Each entry that follows needs to be written out exactly, with nothing left out.

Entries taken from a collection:
•••••
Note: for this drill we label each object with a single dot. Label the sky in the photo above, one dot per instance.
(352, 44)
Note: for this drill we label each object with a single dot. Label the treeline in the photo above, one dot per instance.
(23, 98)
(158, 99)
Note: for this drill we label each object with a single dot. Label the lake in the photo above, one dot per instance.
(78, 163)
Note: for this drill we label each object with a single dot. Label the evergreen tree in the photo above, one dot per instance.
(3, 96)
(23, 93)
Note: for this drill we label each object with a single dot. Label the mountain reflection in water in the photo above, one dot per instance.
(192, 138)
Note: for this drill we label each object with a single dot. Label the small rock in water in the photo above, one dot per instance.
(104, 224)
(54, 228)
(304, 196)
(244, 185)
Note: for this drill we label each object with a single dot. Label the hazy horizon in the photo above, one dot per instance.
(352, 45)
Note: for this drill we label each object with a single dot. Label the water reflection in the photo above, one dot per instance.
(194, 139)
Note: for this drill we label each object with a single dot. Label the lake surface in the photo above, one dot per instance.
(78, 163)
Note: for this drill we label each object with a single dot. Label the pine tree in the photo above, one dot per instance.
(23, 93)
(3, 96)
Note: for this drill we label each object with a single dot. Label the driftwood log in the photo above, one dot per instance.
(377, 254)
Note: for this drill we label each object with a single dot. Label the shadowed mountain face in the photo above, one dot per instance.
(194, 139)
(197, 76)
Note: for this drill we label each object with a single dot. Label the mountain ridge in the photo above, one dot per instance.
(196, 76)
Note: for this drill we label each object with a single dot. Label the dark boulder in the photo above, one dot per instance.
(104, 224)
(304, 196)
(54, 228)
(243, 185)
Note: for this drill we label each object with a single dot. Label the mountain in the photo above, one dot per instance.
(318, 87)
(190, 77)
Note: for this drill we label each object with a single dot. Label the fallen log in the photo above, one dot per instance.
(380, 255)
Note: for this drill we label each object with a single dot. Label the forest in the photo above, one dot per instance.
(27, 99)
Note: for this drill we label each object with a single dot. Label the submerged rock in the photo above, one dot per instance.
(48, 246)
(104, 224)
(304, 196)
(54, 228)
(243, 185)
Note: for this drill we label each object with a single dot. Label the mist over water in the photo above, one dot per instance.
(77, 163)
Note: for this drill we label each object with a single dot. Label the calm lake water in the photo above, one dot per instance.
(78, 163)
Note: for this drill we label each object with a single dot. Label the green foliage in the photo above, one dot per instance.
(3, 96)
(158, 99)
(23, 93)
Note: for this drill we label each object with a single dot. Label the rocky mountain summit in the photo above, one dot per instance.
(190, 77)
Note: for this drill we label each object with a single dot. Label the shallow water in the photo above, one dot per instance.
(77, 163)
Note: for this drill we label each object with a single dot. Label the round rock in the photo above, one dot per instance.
•••••
:: REPLY ::
Note: for this drill we label each object with a single dot. Label the sky in the photo above, one dot per instance.
(352, 44)
Note: for this drill we label each object with a single dot. Label the treeline in the photo above, one dot per instance.
(23, 98)
(158, 99)
Note: for this drill we label each object with a single dot. Label the lake in the photo above, one dot per instance.
(78, 163)
Note: for this drill we label each object with a single dot. Label the evergreen tree in the photo above, one dot per instance.
(3, 96)
(23, 93)
Note: for this drill we label each object with a single dot. Label the mountain reflection in water in the photo above, one dot per instance.
(192, 138)
Note: for this drill we label each object with a single dot. Label the small rock in water in the photo above, one dot per instance.
(104, 224)
(54, 228)
(304, 196)
(244, 185)
Note: for this drill we label each object with a single dot. Label the hazy horizon in the photo above, one dot per instance.
(352, 45)
Note: for this drill we label each object with a single dot. Label the water reflection in the photo above, one dot per instance.
(194, 139)
Note: for this drill we label each object with a single dot. Label the lake surface in the photo above, one dot per instance.
(78, 163)
Note: for this drill we label each object with a single dot. Label the pine tree in the photo above, one dot per instance.
(23, 93)
(3, 96)
Note: for this drill we label each object with a single dot. Label the driftwood log in the photo above, one dot per instance.
(377, 254)
Note: for this drill we label each object with a single dot. Label the shadowed mountain face in the photo above, one dot per instance.
(194, 139)
(197, 76)
Note: for this drill we label each object with a single dot. Label the mountain ridge in the photo above, one dot per instance.
(196, 76)
Note: for this drill we label each object with a single dot. Label the dark boulder in the photo above, one dot per instance.
(104, 224)
(304, 196)
(54, 228)
(243, 185)
Note: for this drill we label each object with a single dot. Label the mountain in the photo above, one dot per instance.
(318, 87)
(190, 77)
Note: for this drill we label each object with a single dot. Label the fallen log in the photo above, one dot per instance.
(380, 255)
Note: for this drill we label each object with a single dot. Label the forest in the photo above, one dot per instance.
(27, 99)
Note: for this drill we label each object with a single dot. Label the submerged rock in the photo above, one dot per instance.
(48, 246)
(104, 224)
(304, 196)
(54, 228)
(243, 185)
Note: for this drill we label each object with a single dot. Label the mist over water in the photo above, one dot per instance.
(77, 163)
Note: for this drill we label each object with a single dot. Label the calm lake water in the photo above, one dot per instance.
(78, 163)
Note: for this drill we label each object with a single dot. Label the green foliage in the photo above, one dot per instance.
(3, 96)
(158, 99)
(23, 93)
Note: for this drill we label each object with a single dot. Label the rocky mountain summit in the photo above, one dot per instance.
(190, 77)
Note: for this drill we label each object with a single dot. Label the shallow water in the photo above, one dot per instance.
(77, 163)
Note: for this drill we label each object with a single dot. Label the round rock in the photo above, one dot per instance.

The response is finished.